INFORMATION GIVEN:
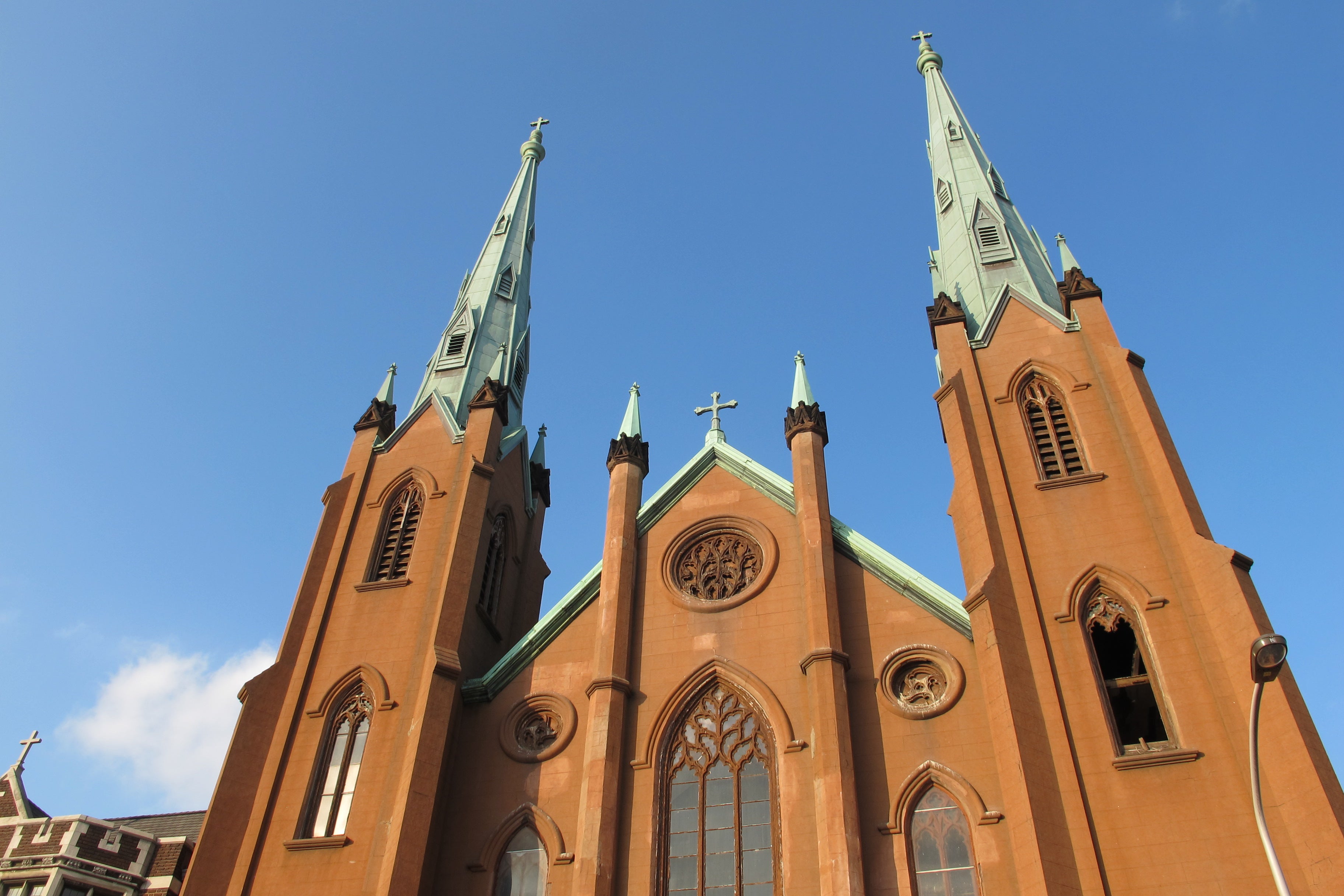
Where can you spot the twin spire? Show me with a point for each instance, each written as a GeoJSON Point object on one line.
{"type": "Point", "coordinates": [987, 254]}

==

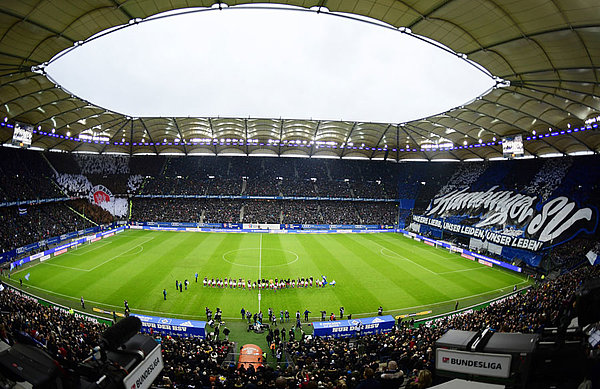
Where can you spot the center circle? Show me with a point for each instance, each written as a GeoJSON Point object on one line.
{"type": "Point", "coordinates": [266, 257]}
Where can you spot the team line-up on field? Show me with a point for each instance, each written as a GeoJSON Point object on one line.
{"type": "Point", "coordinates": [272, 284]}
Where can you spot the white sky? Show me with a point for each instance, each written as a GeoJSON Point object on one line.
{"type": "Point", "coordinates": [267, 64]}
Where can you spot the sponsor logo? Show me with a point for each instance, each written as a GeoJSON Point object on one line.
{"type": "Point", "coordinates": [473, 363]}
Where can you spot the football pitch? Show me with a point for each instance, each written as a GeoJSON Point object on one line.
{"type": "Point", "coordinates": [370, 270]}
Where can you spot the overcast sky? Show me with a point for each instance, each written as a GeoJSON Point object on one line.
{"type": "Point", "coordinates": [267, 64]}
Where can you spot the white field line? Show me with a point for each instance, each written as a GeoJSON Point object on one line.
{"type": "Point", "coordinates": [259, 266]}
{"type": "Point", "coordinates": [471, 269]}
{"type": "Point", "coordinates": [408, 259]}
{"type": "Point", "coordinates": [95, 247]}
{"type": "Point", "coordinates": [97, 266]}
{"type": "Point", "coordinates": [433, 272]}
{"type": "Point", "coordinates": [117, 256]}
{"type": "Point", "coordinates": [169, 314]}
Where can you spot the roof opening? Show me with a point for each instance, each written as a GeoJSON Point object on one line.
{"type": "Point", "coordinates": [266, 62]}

TASK DETAILS:
Report each line above that contains the word "field", copying every such line in full. Case counts.

TASK ANSWER:
Where can you spot the team line-up on field? Show me with a point for each instance, each written as a GeoJSON Point object on one line.
Where can you spot the white field line? Show me with a point for each instance, each written as a GeoJSON Point object on one line.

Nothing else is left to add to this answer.